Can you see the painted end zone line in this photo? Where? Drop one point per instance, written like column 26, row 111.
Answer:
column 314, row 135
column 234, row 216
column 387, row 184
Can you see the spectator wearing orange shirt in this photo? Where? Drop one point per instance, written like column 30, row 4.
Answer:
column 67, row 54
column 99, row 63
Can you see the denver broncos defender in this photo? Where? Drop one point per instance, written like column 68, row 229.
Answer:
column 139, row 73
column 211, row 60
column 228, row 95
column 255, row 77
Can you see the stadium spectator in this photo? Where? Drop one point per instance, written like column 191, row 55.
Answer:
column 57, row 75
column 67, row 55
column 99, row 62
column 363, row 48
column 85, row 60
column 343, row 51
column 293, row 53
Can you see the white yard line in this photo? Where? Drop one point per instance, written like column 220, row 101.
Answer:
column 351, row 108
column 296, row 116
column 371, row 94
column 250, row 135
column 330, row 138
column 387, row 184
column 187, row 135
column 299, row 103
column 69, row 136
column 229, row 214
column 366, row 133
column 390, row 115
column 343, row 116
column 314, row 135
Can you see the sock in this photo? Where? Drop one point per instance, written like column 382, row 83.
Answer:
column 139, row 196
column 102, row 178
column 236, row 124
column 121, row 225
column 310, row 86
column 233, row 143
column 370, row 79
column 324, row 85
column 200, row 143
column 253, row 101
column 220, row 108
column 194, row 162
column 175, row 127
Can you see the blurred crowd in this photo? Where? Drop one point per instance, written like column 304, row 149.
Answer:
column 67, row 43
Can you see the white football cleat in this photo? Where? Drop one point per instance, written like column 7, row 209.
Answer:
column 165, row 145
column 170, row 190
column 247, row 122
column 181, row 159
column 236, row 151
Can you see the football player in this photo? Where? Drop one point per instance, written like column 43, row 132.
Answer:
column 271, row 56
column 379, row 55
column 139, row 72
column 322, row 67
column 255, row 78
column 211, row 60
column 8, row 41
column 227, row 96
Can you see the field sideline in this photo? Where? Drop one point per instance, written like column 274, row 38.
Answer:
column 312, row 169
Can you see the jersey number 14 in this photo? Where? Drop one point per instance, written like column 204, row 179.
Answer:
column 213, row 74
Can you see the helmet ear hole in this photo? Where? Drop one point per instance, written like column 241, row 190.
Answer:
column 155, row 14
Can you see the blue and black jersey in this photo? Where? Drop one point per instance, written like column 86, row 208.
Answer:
—————
Your goal: Give an exact copy of the lines from the one with "Can you see the jersey" through the end of the entries, both ends included.

Output:
Can you see the jersey number 14 in this photo? Where? Drop one point per instance, written like column 204, row 179.
Answer:
column 213, row 74
Can you see the helmet ear hole in this photo? Where? Drop one point per instance, written like column 241, row 190.
Answer:
column 155, row 14
Can you see the blue and black jersey in this photo? Where? Drop one point per instance, written like column 86, row 208.
Answer:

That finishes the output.